Reading passage:
Today’s blog is written by Pam Hung, PhD Candidate, Faculty of Rehabilitation Medicine at the University of Alberta. 

In May, I attended Obesity Canada’s Obesity Research Training program, which was integrated with the 8th Annual Canadian Obesity Summit in Whistler, BC. This conference brings together researchers, clinicians, trainees, and most importantly, people with lived experience from across Canada and beyond to share experiences, knowledge and resources related to obesity prevention, management, and treatment. Having worked clinically as an occupational therapist in this area, the Canadian Obesity Summit was not new to me, but attending as a graduate student gave me a different perspective. I was looking to make connections with other graduate students and researchers, explore the diverse methods used to research the complexities of obesity, and consider how I am approaching my own PhD research. 

I joined a great group of 15 research trainees, early career researchers and professionals in the Obesity Research Training Program for several sessions led by Dr. Ian Patton, people with lived experience and leaders in obesity research. We covered a range of topics from weight bias and stigma across the life span, basic science, psychosocial factors and bariatric surgery, career advice, and ways to approach our research and knowledge translation. There was something for everyone and so much to learn. Not to mention all the conference sessions and plenary talks that we could attend as well!

The data:
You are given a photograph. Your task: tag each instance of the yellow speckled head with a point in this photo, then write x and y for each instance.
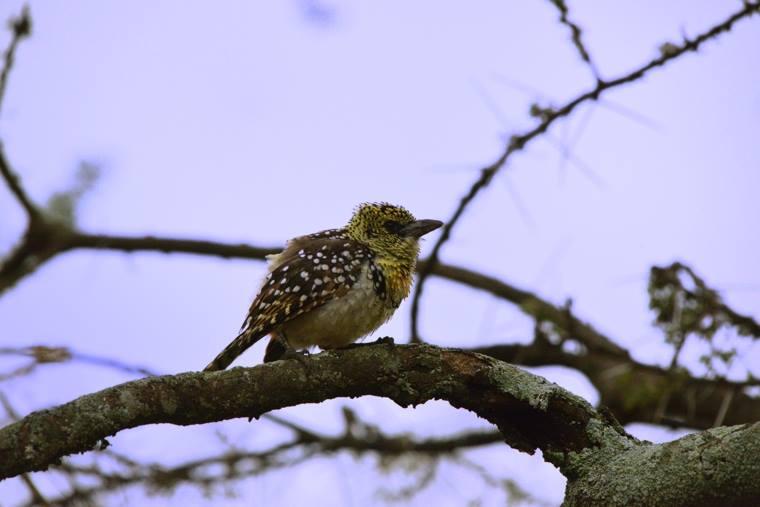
(389, 230)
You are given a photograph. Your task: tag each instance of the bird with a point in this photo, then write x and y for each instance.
(330, 288)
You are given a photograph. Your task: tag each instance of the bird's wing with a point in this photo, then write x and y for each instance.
(308, 278)
(318, 271)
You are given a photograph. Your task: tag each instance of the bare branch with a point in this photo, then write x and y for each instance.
(577, 35)
(15, 186)
(519, 141)
(21, 28)
(529, 412)
(589, 447)
(633, 391)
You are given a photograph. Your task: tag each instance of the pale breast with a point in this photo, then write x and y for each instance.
(341, 321)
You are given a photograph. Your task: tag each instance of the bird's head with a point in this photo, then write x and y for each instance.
(390, 231)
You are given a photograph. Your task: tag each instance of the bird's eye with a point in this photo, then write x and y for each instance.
(392, 226)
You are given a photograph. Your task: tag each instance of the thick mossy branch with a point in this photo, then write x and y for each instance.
(530, 412)
(715, 467)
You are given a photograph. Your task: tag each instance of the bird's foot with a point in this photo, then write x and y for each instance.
(279, 350)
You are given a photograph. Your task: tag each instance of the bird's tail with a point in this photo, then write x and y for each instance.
(236, 347)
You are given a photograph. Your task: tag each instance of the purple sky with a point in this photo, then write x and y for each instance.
(256, 122)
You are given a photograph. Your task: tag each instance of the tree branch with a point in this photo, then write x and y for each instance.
(576, 33)
(603, 464)
(633, 391)
(530, 412)
(549, 116)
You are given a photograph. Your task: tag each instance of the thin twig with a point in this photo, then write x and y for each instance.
(21, 28)
(577, 35)
(519, 141)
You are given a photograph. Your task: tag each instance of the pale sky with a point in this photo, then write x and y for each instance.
(256, 122)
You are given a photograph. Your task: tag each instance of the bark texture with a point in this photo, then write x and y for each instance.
(604, 465)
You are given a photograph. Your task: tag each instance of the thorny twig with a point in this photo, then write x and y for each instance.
(577, 35)
(519, 141)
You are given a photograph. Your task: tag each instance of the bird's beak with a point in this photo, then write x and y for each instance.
(420, 228)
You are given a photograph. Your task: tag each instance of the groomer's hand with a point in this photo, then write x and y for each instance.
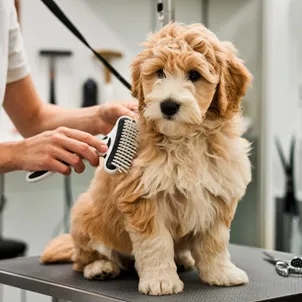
(108, 114)
(45, 151)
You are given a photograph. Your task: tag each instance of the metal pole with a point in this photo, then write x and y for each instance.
(205, 13)
(166, 12)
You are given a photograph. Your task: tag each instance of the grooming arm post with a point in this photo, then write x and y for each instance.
(166, 12)
(109, 55)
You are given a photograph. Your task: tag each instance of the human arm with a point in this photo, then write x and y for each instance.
(34, 116)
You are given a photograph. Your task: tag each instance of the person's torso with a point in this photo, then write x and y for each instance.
(4, 34)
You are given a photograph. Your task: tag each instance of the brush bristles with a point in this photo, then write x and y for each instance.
(127, 147)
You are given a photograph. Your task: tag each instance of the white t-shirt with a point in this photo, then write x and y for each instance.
(13, 60)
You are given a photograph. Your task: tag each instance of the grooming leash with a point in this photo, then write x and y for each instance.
(63, 18)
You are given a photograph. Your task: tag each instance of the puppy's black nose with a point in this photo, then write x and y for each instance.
(169, 107)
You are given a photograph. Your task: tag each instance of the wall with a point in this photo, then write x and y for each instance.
(33, 211)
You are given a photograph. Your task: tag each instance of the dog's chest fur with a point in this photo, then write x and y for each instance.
(186, 174)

Assignment 1:
List the groups of people that the blog post about the Canadian Obesity Summit says the conference brings together.
Assignment 2:
According to the blog post about the Canadian Obesity Summit, where was the 8th Annual Canadian Obesity Summit held?
Assignment 3:
Continue the blog post about the Canadian Obesity Summit from the point where it stops.

Answer area 1:
Researchers, clinicians, trainees, and people with lived experience.

Answer area 2:
Whistler, BC.

Answer area 3:
For me, the highlight of the training program and overall conference experience was the engagement of people with lived experience. It was the first conference I have attended that put people with lived experience at the forefront of every session- candidly sharing their experiences to introduce a keynote session, moderating oral presentations, and contributing to rich discussions in every session that I attended. In research and clinical work, we can become so focused on the research, the guidelines and how we are “supposed” to approach our work, but it isn’t necessarily what is going to be effective for those our research will impact. We need to listen to each other (patients, clinicians, researchers, patient partners) and work together because as Lauren, one person with lived experience, said so well, “we are in this together.” 

Although I have clinical experience working with people living with obesity and have been immersed in obesity research throughout my doctoral studies, I learned so much from connecting with other researchers, trainees and people with lived experience during this conference and training program. I am excited to integrate new learnings into my teaching and PhD research, particularly in the area of patient engagement.

If you are involved in obesity research in any way, I would definitely recommend any training offered by Obesity Canada You will learn lots, have fun and meet others that have the same passion for obesity research as you do!